Task set:
1. In the Nepal travel text, what Sanskrit name is often used for Patan, and what does it mean?
2. Sum up the Nepal travel text in two sentences.
3. For each statement, say yes or no for whether it agrees with the Nepal travel text, and quote the words from the text that decide it.
(a) Four Ashok columns stand at the corners of Patan's square.
(b) The drive north out of the valley climbs to 3,000m.
(c) Prithvi Narayan Shah set up his Gorkha army at Nuwakot in 1769.

Provided text:
──────

Midst the extraordinary wonder of it all is the daily toil of a bygone age interfacing with the intricate social complexity of a community which has honed its ways over the same centuries in which the craftsmen have unhurriedly practiced their trades – potters, brass and gold workers, woodcarvers, mask-makers and masons all. However not all the workmanship is religious, the windows and doorways of fine houses of once prosperous traders bare witness to a vibrant exotic past as in Kipling’s line:   ’and the wildest dreams of Kew are the facts of Kathmandu’.

DAY 3 – Bhaktapur – Patan - Nuwakot  (O/N The Famous Farm).  Morning visit to Patan’s Durbar Square and Museum plus Tibetan carpet weaving centre, followed by lunch in Patan Square, before continuing to Nuwakot. 
And so to Patan. Although these days it is part of the sprawl of the Kathmandu conurbation, it has a history of its own not least as the centre of Sanskrit learning and thus its oft used Sanskrit name of Lalitpur (City of Beauty). Like Bhaktapur, Patan warrants exploration on foot though here all is easily encompassed within the Durbar Square. 

Sanskrit really helps explain Patan while Patan informs on this archaic Aryan language which was both the medium of ancient Hindu Vedas (texts) and of the propagation of Buddhist teachings in the 3rd Century BC arriving from the Ganges along the lines of communication of the emperor Ashoka.  Four Ashok columns still stand at the corners of the square.

The influences are then from every age since, perhaps culminating in the 12th to 16th Century era of the Mallas and their extraordinarily creative Newar civilization. Everywhere centred around the square are noble structures both royal and religious which highlight the Hindu pantheon, mainly of Vishnu, Brahma and Shiva.  Here too is an excellent museum of truly international standard with some superb artefacts from both Buddhist and Hindu traditions leaving you in no doubt as to the glories of the past and well-informed as to the span of civilisations that have flourished and competed here in the Himalayas. 

Ours is now a mountainous drive north out of The Valley towards the central Himalayan region of the Langtang Himal. We climb to 2,000m and, beyond the valley rim, we enter a different world – the world of breathtaking views and of the sights and sounds of rural Nepal . . .described by someone as ‘from soaring summits to day-old chicks’.

Without doubt Nepal’s more recent heritage – or at least the birth of Nepal’s modern age - is encapsulated here in a tiny mountain fastness as undiscovered as the proverbial jewel. This is the fort, the palace, the temple at Nuwakot and it is where the unifier of Nepal, Prithvi Narayan Shah, in 1769 established his Gorkha army to bear down on the Kathmandu Valley and, one-by-one, to pick off the small principalities that constantly squabbled there.

──────

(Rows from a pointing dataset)
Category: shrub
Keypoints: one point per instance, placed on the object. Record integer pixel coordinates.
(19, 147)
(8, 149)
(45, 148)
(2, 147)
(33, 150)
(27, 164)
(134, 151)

──────

Correct answers:
1. Lalitpur, meaning City of Beauty.

2. Day 3 of the trip visits Patan, an old center of Sanskrit learning, where the Durbar Square holds royal and religious buildings and an excellent museum of Buddhist and Hindu artifacts. The group then drives north into the mountains to Nuwakot, where Prithvi Narayan Shah set up his Gorkha army in 1769 to take the small kingdoms of the Kathmandu Valley.

3.
(a) Yes: "Four Ashok columns still stand at the corners of the square."
(b) No: "We climb to 2,000m"
(c) Yes: "the unifier of Nepal, Prithvi Narayan Shah, in 1769 established his Gorkha army"